## Given instruction
Repeat, line for line, the entries printed below.

## Recorded data
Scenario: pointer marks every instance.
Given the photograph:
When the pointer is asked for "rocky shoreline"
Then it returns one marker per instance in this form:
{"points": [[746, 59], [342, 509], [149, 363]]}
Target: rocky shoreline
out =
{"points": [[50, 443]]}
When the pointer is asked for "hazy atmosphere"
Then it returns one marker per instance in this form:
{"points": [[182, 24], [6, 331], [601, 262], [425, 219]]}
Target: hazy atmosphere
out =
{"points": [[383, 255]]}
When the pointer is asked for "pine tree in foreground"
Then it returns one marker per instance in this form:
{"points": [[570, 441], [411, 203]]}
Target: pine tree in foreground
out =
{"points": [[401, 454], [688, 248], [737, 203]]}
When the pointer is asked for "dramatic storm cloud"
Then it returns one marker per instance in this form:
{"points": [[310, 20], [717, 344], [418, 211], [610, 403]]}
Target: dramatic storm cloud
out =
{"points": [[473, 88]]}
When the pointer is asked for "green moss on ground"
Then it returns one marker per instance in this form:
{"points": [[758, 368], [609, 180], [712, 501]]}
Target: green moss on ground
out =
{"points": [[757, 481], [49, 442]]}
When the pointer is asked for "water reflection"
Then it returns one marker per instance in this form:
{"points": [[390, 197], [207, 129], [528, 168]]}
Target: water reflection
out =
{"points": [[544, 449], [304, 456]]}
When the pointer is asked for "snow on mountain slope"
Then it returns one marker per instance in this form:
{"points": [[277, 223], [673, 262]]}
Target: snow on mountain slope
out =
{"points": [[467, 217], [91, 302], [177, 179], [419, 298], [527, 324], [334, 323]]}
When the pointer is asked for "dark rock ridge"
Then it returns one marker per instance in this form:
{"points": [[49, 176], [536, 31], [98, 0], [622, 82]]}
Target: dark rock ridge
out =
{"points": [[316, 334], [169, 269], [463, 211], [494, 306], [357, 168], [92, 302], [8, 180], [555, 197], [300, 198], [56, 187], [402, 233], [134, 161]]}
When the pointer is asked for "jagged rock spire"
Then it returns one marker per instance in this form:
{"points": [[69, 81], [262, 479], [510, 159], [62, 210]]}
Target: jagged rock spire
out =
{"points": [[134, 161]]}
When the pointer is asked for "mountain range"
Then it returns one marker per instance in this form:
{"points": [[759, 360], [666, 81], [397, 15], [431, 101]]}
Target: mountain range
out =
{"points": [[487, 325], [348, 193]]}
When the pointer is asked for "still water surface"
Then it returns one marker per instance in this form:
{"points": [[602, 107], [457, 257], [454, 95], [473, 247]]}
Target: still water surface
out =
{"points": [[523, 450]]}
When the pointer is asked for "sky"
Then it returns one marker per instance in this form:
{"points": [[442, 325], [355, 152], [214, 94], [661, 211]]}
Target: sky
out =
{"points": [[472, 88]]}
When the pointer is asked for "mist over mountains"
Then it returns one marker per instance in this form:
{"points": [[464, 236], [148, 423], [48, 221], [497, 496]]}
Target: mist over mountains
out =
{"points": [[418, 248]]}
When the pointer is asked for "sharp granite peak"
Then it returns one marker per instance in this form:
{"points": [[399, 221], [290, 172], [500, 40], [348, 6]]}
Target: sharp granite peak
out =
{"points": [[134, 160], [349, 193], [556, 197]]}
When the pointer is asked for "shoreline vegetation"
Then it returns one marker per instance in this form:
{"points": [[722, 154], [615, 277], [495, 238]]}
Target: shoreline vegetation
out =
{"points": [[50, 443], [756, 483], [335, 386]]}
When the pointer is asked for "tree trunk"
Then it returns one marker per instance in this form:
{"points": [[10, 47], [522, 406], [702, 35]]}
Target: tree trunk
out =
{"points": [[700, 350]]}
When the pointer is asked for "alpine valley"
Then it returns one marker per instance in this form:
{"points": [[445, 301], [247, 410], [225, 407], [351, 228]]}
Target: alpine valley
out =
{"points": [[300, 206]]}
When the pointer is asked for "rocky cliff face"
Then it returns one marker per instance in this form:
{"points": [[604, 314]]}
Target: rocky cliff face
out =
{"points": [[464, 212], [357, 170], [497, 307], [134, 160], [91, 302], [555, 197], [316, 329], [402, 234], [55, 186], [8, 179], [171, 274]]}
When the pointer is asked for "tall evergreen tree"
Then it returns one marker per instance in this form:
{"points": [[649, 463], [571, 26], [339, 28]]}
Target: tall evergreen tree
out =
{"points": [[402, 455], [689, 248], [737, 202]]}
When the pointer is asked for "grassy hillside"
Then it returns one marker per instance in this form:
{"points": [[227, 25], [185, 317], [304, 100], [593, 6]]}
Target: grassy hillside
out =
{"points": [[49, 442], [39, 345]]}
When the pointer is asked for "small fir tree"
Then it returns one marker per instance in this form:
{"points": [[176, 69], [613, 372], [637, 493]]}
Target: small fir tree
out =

## Answer to the problem
Scenario: pointer marks every instance.
Given the photograph:
When the pointer is asked for "rocky shoreline"
Then it returns one marker per instance in this form:
{"points": [[746, 59], [342, 509], [149, 363]]}
Target: rocky shoreline
out =
{"points": [[50, 443]]}
When the pointer is asked for "hazy atmosphere"
Then it returns one marker per instance in this form:
{"points": [[182, 24], [6, 331], [601, 262], [425, 219]]}
Target: hazy atmosphere
out =
{"points": [[383, 255]]}
When the pointer is asked for "pine tree in foreground"
Then it returns one marker per instance in this form:
{"points": [[570, 441], [411, 203]]}
Target: pine tree in foreground
out =
{"points": [[401, 454], [688, 248], [737, 203]]}
When the pointer is asked for "dramatic storm cloud"
Then it returns one marker per instance in this form:
{"points": [[310, 20], [717, 344], [418, 211], [610, 403]]}
Target: dramatic storm cloud
out =
{"points": [[473, 88]]}
When the pointer is asked for "green moss on ground"
Then it returns one marker per instance in this form:
{"points": [[758, 368], [609, 180], [712, 501]]}
Target: green moss on ground
out =
{"points": [[757, 481], [49, 442]]}
When the pointer is asked for "water reflection"
Then it returns one marker per instance in this form:
{"points": [[390, 197], [207, 129], [528, 168]]}
Target: water reflection
out =
{"points": [[544, 449], [304, 456]]}
When the pointer is asked for "snow on mountain slope"
Then it returns one marker per instance in this form:
{"points": [[277, 223], [673, 262]]}
Target: snow on mountain slope
out =
{"points": [[467, 217], [91, 302], [177, 179], [419, 298], [527, 324], [334, 323]]}
When the pointer is asked for "dark rock ridge"
Then it returns one marker per instance in this form:
{"points": [[49, 176], [536, 31], [98, 0], [622, 82]]}
Target: dark rock ridge
out =
{"points": [[316, 334], [169, 269], [463, 211], [494, 306], [357, 168], [92, 302], [8, 180], [555, 197], [300, 198], [56, 187], [402, 233], [134, 161]]}
When the pointer is asked for "jagged rock spire"
Then it returns one marker per instance in this form:
{"points": [[69, 81], [262, 479], [510, 159], [62, 210]]}
Target: jagged rock spire
out =
{"points": [[134, 161]]}
When the pointer is asked for "mountain range"
Then it returns one marker per instance in this form:
{"points": [[759, 360], [666, 81], [397, 15], [431, 101]]}
Target: mountain range
out =
{"points": [[487, 325], [348, 193]]}
When the pointer is asked for "still water surface"
Then it returns one marker per instance in this form:
{"points": [[602, 107], [457, 257], [454, 95], [473, 247]]}
Target: still water surface
out =
{"points": [[523, 450]]}
When the pointer is asked for "sky"
Then it returns one marker per instance in this form:
{"points": [[442, 325], [355, 152], [214, 94], [661, 211]]}
Target: sky
out =
{"points": [[472, 88]]}
When the pointer is asked for "mist over mountains"
Then it returns one marker per instance in this form:
{"points": [[464, 236], [148, 423], [48, 221], [497, 496]]}
Target: mist over mountains
out =
{"points": [[418, 248]]}
When the pointer is asked for "sharp granite peak"
Then it returns one marker per instance in this form:
{"points": [[399, 221], [290, 172], [500, 40], [348, 6]]}
Target: sharp granite peak
out =
{"points": [[134, 160], [349, 193], [556, 197]]}
When the pointer is asked for "shoreline vegetation"
Then it returns one marker per instance in this form:
{"points": [[722, 154], [615, 277], [495, 238]]}
Target: shoreline vegetation
out =
{"points": [[50, 443], [756, 483], [335, 386]]}
When the pointer is asked for "tree trunk"
Then it returns one marker per instance in this form:
{"points": [[10, 47], [522, 406], [702, 35]]}
Target: tree trunk
out =
{"points": [[700, 350]]}
When the pointer is asked for "alpine valley"
Then it returns one marker per instance in this form:
{"points": [[445, 301], [247, 410], [225, 407], [351, 228]]}
Target: alpine valley
out =
{"points": [[300, 206]]}
When the pointer is asked for "rocky cliff face"
Then it returns one marker per instance in this form:
{"points": [[604, 314]]}
Target: rocky cliff face
out =
{"points": [[464, 212], [357, 170], [497, 307], [134, 160], [91, 302], [555, 197], [316, 329], [402, 234], [55, 186], [8, 179], [171, 274]]}
When the pointer is asked for "tall evergreen tree"
Then it returns one marker per instance in this form:
{"points": [[649, 463], [571, 26], [339, 28]]}
Target: tall evergreen tree
out =
{"points": [[402, 455], [689, 248], [737, 202]]}
When the pointer is asked for "grassy hillside"
Then it returns one marker per instance in this form:
{"points": [[227, 25], [185, 317], [304, 100], [593, 6]]}
Target: grassy hillside
out =
{"points": [[49, 442], [39, 345]]}
When the pointer is asked for "small fir tree"
Then it returns one marker per instance in this form:
{"points": [[176, 69], [613, 372], [637, 493]]}
Target: small fir tree
out =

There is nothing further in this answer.